Copy the material below word for word, from the line containing "Reviewer note: check that each instance of the linden" through the line containing "Target: linden leaf", both lines included.

==*==

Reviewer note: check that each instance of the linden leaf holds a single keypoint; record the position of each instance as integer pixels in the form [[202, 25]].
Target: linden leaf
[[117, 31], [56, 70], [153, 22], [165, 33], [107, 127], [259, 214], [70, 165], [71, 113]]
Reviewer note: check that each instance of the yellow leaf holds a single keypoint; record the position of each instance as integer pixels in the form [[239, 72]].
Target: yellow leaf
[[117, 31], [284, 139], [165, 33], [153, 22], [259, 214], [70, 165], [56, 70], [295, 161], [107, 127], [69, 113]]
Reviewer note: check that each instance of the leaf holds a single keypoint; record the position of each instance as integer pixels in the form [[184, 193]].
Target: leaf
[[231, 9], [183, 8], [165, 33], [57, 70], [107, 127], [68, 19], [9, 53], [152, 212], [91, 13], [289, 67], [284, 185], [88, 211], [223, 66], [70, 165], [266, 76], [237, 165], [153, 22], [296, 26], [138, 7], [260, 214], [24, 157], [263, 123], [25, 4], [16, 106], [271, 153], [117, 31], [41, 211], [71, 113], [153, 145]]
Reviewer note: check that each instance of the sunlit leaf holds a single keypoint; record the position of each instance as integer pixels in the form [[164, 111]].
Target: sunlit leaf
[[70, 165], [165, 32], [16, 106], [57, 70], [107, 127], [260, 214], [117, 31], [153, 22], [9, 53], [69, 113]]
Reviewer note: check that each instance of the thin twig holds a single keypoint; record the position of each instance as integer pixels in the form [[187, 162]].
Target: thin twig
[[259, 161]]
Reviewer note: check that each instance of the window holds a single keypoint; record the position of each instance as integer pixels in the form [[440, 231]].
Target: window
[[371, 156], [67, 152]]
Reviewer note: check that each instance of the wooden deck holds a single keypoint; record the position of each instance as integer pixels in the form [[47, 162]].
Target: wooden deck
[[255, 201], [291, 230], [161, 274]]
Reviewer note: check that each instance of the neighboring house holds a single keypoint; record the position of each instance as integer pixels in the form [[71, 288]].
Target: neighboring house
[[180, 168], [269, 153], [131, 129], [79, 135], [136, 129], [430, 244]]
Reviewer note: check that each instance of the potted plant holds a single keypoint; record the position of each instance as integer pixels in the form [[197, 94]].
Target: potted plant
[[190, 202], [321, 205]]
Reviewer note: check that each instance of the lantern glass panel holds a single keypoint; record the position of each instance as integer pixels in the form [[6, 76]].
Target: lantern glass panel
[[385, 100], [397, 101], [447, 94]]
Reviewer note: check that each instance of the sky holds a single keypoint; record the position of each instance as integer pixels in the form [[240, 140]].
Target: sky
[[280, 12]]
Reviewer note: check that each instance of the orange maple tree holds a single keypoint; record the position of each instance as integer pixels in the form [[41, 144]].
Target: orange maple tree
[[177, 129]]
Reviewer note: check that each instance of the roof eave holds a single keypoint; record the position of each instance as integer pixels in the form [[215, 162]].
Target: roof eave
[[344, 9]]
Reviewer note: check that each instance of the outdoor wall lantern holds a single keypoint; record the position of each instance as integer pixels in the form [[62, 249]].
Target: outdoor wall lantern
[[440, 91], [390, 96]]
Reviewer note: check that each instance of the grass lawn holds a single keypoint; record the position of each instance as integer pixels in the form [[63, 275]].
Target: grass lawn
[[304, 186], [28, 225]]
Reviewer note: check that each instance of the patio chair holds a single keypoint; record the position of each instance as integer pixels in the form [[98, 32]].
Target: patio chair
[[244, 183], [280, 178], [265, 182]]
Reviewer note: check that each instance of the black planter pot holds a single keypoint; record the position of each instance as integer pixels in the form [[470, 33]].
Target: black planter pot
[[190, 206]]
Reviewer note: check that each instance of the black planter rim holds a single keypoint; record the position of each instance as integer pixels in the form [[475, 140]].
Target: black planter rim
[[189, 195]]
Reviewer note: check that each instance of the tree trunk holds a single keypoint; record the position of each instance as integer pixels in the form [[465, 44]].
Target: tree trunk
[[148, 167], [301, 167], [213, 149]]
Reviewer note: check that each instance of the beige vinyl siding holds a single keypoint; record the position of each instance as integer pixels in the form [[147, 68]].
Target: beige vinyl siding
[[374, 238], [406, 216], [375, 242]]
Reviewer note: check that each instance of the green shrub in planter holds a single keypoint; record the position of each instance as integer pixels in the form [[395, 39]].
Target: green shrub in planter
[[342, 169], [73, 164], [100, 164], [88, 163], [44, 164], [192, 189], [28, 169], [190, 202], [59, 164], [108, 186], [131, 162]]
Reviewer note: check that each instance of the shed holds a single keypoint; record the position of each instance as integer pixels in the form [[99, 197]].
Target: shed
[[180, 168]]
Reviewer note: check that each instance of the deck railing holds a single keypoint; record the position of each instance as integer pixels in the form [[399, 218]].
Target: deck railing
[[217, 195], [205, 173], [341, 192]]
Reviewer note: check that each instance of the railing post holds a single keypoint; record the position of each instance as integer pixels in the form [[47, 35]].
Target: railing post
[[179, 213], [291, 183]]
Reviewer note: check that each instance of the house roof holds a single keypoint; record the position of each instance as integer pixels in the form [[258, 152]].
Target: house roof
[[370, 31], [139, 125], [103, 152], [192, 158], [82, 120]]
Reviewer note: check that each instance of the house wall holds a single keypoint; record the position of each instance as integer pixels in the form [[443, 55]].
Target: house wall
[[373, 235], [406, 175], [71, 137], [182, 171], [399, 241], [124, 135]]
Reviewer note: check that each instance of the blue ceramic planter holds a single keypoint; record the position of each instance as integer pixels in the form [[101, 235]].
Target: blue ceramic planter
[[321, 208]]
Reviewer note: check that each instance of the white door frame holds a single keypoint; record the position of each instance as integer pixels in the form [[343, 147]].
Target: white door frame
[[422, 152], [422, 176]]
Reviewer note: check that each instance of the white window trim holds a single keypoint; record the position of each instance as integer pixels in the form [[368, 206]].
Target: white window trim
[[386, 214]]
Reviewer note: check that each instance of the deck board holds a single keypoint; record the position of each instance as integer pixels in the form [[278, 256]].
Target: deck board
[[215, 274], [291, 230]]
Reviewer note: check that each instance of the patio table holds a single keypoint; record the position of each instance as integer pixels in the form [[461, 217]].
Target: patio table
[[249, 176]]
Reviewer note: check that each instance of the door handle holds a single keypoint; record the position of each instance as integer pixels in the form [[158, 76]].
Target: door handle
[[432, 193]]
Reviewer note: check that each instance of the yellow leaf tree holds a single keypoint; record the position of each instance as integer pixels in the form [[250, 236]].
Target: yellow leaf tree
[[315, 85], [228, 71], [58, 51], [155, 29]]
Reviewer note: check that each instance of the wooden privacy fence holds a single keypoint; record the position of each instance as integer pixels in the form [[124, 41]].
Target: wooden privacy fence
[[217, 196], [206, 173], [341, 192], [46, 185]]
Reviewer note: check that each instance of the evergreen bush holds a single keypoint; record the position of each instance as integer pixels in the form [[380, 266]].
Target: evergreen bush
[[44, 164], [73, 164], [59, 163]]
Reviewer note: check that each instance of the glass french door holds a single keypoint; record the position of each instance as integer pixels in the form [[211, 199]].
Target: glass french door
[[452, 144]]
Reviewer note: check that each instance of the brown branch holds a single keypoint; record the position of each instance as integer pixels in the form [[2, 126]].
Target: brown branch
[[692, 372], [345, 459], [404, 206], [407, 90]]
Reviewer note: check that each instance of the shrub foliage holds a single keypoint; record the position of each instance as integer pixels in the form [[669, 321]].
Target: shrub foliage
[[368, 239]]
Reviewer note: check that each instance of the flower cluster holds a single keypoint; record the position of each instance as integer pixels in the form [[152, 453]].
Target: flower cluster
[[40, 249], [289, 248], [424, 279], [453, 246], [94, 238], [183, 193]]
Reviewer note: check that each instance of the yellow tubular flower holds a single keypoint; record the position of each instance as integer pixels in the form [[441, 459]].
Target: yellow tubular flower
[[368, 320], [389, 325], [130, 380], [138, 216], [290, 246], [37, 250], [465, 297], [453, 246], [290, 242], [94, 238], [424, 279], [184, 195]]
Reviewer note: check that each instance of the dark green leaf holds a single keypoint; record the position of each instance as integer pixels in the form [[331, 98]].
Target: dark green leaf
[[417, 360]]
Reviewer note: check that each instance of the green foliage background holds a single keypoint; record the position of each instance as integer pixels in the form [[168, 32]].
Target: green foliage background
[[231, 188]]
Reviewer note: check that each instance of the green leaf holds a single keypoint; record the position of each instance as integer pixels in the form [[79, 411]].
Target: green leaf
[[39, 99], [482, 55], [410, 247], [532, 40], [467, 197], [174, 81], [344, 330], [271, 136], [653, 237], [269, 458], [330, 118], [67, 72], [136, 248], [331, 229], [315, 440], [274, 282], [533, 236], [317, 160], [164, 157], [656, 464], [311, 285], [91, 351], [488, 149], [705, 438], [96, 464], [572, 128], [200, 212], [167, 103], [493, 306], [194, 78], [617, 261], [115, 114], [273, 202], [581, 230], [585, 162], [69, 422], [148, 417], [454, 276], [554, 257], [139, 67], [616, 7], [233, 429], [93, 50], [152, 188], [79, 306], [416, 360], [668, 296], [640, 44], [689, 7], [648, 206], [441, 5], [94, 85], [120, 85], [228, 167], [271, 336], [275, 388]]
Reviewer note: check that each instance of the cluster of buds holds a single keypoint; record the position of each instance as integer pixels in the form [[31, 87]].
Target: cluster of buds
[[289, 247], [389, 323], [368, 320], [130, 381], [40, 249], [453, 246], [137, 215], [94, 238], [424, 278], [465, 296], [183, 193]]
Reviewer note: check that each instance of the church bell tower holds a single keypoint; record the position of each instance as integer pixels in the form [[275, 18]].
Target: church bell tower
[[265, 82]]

==*==

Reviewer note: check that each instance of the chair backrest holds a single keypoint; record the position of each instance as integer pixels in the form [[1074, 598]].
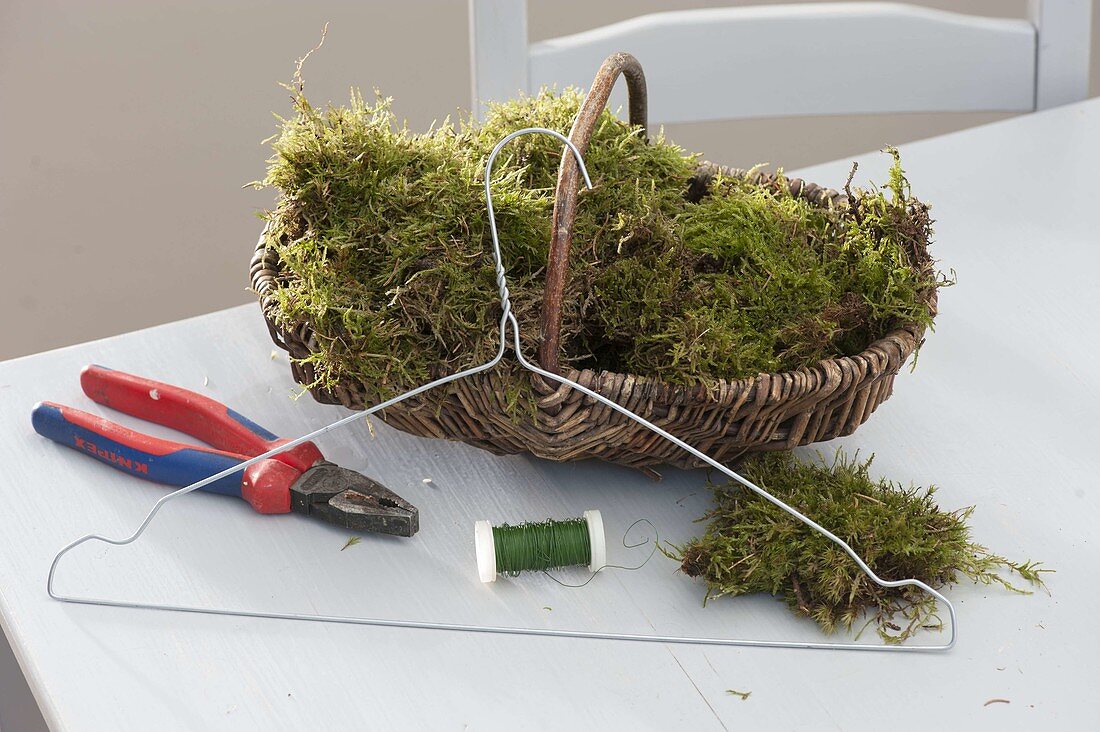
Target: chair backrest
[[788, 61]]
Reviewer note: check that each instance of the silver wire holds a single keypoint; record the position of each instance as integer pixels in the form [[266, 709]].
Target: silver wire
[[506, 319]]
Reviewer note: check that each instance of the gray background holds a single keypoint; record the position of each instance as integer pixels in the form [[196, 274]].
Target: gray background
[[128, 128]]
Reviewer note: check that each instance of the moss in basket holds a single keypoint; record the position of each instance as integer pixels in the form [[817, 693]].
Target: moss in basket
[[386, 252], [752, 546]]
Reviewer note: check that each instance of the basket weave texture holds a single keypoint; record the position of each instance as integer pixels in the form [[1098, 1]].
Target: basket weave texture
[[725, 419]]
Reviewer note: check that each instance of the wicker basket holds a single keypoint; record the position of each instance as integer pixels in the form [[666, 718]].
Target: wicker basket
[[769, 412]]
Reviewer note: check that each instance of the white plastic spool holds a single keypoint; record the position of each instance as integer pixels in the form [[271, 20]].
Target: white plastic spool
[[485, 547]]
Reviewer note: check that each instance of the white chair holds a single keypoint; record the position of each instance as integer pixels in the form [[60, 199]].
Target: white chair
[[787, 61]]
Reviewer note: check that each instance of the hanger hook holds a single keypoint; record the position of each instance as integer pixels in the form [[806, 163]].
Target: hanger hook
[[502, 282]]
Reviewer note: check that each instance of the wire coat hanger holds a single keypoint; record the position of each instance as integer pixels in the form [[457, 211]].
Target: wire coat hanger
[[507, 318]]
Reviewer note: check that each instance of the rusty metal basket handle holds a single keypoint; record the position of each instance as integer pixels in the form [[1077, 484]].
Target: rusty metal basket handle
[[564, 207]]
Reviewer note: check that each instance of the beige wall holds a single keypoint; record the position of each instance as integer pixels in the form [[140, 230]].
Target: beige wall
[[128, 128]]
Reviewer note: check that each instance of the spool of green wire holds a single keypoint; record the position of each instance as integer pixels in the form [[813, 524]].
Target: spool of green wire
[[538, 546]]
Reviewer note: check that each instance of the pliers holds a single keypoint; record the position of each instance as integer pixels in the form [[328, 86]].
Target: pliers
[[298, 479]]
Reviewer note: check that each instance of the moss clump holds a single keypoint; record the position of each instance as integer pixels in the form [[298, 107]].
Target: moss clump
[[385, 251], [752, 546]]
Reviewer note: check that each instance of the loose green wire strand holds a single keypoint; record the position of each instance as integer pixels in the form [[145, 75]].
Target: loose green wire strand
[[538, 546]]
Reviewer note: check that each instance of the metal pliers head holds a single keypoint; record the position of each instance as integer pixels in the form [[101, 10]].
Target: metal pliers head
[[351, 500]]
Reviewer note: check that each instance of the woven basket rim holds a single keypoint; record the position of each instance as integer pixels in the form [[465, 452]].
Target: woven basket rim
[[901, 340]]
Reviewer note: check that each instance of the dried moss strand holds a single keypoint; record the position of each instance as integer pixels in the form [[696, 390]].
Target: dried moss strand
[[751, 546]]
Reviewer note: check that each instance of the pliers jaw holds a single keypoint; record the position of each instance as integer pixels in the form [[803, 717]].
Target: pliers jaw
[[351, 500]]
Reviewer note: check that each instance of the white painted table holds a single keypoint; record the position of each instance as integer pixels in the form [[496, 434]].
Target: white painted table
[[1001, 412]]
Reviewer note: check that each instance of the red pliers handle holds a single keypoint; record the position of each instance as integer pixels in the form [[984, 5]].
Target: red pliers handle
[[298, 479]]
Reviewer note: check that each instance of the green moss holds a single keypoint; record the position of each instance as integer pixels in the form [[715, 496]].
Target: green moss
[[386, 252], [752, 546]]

==*==

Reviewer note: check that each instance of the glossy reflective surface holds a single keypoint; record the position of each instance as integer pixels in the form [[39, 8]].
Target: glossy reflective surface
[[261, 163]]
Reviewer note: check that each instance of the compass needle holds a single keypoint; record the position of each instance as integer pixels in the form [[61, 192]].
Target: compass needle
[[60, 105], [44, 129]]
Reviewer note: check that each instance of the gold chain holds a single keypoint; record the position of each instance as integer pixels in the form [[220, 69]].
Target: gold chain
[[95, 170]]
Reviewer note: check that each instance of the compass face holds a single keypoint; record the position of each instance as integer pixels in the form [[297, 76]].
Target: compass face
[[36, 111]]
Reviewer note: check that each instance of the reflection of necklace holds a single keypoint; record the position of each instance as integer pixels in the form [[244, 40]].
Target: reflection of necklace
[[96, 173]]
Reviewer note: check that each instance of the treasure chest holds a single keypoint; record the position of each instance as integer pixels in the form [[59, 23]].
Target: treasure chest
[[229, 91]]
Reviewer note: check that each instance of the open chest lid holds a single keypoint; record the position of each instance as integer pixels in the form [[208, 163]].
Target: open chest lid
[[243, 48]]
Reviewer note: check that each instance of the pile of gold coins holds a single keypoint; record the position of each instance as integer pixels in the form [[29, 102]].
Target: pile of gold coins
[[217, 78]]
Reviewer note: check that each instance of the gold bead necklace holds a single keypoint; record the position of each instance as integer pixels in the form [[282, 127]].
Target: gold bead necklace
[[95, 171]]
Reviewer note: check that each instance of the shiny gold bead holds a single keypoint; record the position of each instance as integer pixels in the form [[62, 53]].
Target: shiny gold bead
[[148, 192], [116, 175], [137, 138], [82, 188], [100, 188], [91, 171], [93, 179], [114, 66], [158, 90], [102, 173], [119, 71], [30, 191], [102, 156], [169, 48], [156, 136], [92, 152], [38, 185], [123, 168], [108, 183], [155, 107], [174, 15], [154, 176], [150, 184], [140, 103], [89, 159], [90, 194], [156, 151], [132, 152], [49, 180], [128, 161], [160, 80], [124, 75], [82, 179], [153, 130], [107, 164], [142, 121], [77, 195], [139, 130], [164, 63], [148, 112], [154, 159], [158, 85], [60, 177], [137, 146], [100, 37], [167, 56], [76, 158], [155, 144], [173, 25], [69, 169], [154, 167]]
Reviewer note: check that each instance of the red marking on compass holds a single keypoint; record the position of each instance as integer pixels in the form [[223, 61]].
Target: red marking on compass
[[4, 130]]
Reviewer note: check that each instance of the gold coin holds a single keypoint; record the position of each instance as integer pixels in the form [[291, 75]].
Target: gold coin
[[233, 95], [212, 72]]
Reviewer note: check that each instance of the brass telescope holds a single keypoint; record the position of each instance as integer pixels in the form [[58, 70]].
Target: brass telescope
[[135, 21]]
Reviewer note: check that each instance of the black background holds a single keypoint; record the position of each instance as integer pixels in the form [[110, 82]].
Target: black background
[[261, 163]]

==*==

▶ **Full output**:
Reviewer note: check that each instance of the linden leaf holds a single keypoint; record the position of each instance as integer pixels in the form [[202, 25]].
Target: linden leaf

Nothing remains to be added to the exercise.